Copy out the listing below with every "wildlife tally" changed to "animal count" and nothing else altered. Leave the pictures out.

** Start of DATA FOR THIS TASK **

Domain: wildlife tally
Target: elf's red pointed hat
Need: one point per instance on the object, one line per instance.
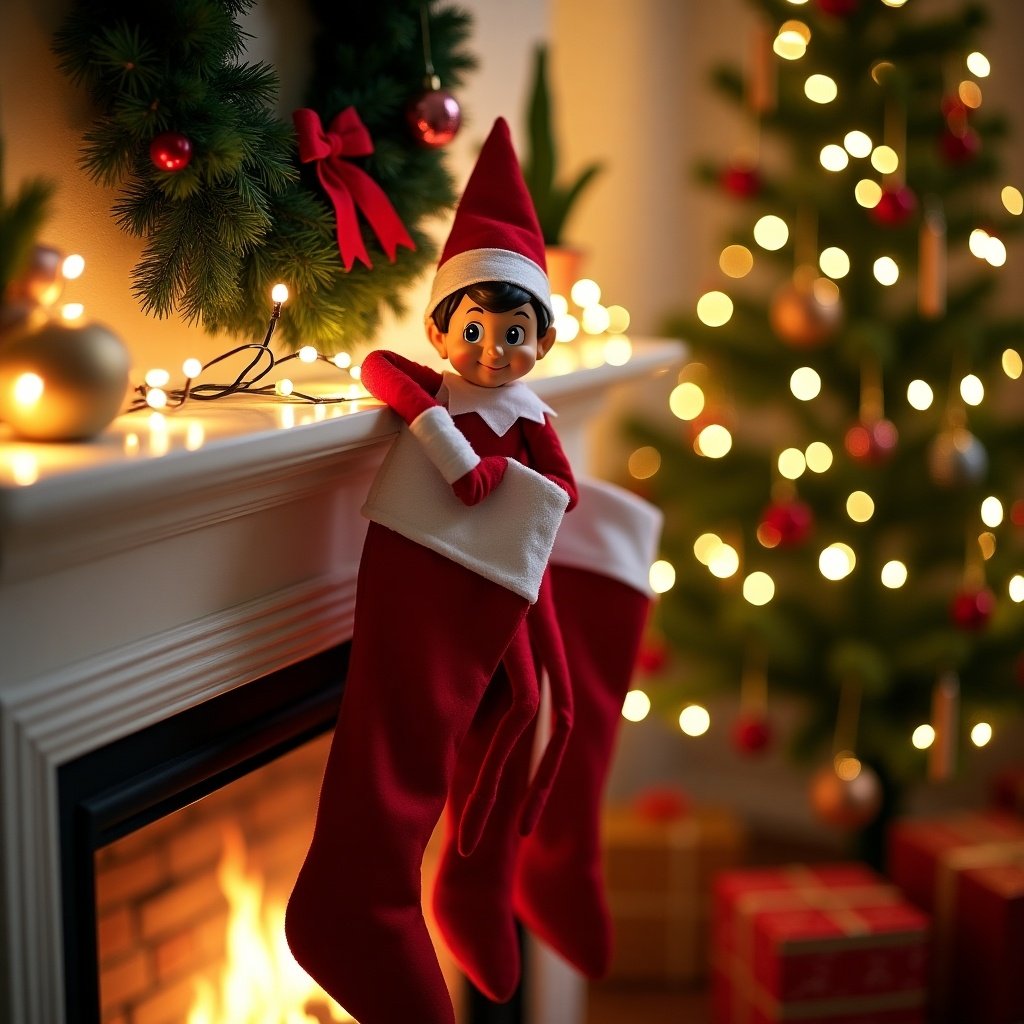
(496, 235)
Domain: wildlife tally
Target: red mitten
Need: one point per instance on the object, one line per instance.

** End of DATA FOR THIS TASK **

FULL RESPONSE
Domain: animal count
Target: elf's red pointed hat
Need: one point per instance on the object, one line per instance.
(496, 235)
Domain: animal count
Target: red mitten
Need: one point per instance on the object, one line per instance.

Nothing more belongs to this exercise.